* Текст для чтения

● ● ● ● ●

Один мемуарист воскликнул как-то, что жизнь русских помещиков была для православного люда «наказанием Божьим, бичом варварского деспотизма». Важно, что одними из характерных проявлений этого «варварского деспотизма» совсем не обязательно были жестокие пытки крестьян и дворовых или издевательства над женами и соседями. Это деспотическое самодурство могло проявляться более мирно, но от этого оказывалось еще тягостнее, пронизывало всю крепостную действительность, жило в каждой бытовой мелочи.
Примером этого может служить распорядок дня, заведенный у себя в поместье В. Головиным. Ежедневно, напившись чаю, барин отправлялся в церковь, где у него было свое специальное место. По окончании службы возвращался домой, сопровождаемый приближенными лакеями, и усаживался за обеденный стол. Господский обед продолжался долго, не менее 3-х часов, и кушаньев на нем бывало обыкновенно по семи, причем для каждого из кушаний был назначен особый повар, который лично и приносил барину свое блюдо. После этого повара с поклонами удалялись и их место занимали 12 официантов, одетых в красные кафтаны, с напудренными волосами и непременно в белых шейных платках. После обеда барин ложился спать до утра.

● ● ● ● ●

* Задания
a - Выпишите из текста о быте русских помещиков отрывок, начиная со слов «Примером этого может» и заканчивая словами «спать до утра.».
b - Измените в записях строки от строки с «Query: stone building facade» до конца записей включительно, заменив «stone building facade» на «brick building facade» и оставив всё остальное без изменений.
Текст и записи представляют собой не связанные между собой материалы.

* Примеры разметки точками
● ● ● ● ●

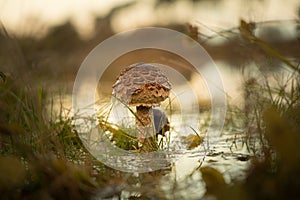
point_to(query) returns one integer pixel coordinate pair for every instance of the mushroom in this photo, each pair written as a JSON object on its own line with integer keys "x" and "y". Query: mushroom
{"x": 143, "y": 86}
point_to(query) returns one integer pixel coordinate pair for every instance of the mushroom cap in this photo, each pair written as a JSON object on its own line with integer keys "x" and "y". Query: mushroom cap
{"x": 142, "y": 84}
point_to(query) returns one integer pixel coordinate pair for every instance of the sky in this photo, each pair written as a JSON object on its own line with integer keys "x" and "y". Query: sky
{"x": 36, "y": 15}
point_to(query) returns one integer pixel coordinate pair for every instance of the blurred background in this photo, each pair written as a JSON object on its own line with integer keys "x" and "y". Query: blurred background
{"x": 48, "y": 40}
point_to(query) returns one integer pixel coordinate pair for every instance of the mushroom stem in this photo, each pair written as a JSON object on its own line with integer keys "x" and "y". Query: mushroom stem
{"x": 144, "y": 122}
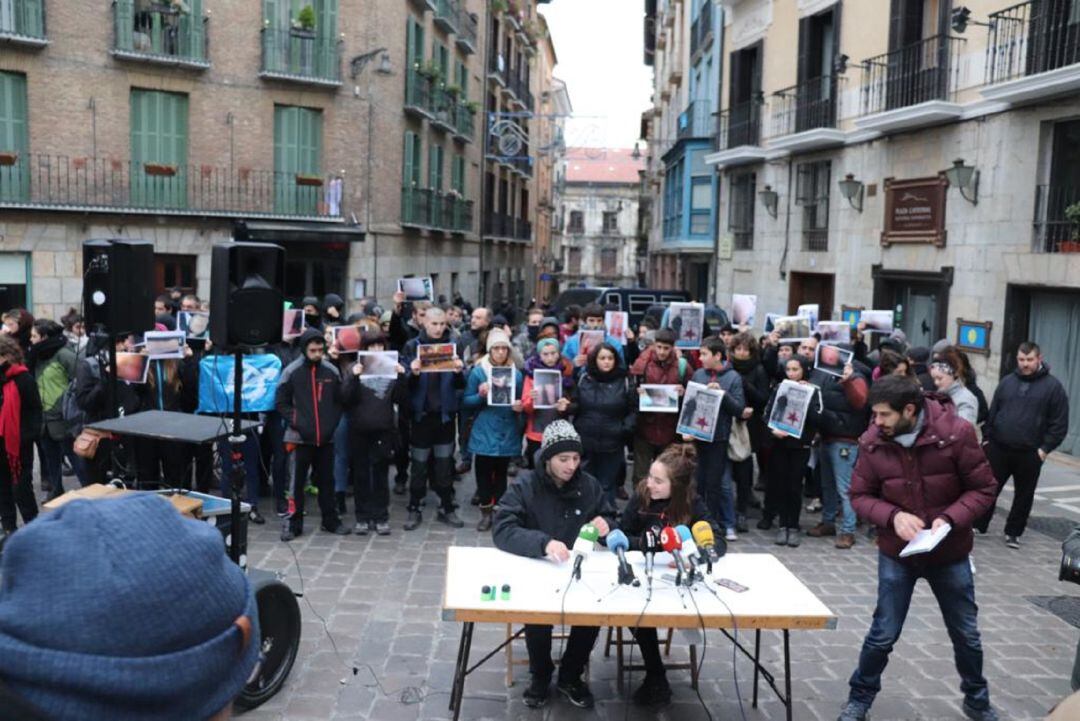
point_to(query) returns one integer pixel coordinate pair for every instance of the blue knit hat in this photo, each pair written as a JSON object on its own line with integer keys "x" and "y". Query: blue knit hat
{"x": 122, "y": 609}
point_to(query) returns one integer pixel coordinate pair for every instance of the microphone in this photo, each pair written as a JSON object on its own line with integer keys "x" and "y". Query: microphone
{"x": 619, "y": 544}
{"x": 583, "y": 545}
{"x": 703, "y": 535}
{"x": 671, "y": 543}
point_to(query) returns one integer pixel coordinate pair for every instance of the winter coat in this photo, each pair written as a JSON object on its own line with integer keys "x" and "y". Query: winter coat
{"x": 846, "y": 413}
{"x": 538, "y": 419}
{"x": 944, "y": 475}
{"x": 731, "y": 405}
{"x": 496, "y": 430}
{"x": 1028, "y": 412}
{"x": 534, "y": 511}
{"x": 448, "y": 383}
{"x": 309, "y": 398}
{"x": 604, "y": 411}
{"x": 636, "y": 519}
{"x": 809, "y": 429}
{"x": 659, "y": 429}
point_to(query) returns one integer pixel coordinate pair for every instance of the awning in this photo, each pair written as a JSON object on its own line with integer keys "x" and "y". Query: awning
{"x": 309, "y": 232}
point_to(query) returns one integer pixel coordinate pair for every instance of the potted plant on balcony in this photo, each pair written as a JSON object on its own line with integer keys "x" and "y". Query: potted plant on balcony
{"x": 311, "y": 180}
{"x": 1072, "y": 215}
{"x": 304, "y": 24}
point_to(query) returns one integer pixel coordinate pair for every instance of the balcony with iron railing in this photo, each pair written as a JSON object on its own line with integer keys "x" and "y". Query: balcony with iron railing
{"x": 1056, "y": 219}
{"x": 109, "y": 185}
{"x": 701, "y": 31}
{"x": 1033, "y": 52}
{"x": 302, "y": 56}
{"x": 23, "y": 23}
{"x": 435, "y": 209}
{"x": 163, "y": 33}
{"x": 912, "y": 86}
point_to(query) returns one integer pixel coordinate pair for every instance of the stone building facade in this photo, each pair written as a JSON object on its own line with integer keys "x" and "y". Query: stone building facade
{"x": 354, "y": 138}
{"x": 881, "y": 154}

● ● ● ● ●

* Ответы
a -
Примером этого может служить распорядок дня, заведенный у себя в поместье В. Головиным. Ежедневно, напившись чаю, барин отправлялся в церковь, где у него было свое специальное место. По окончании службы возвращался домой, сопровождаемый приближенными лакеями, и усаживался за обеденный стол. Господский обед продолжался долго, не менее 3-х часов, и кушаньев на нем бывало обыкновенно по семи, причем для каждого из кушаний был назначен особый повар, который лично и приносил барину свое блюдо. После этого повара с поклонами удалялись и их место занимали 12 официантов, одетых в красные кафтаны, с напудренными волосами и непременно в белых шейных платках. После обеда барин ложился спать до утра.

b -
point_to(query) returns one integer pixel coordinate pair for every instance of the brick building facade in this photo, each pair written as a JSON object on its own line with integer keys "x" and "y". Query: brick building facade
{"x": 354, "y": 138}
{"x": 881, "y": 154}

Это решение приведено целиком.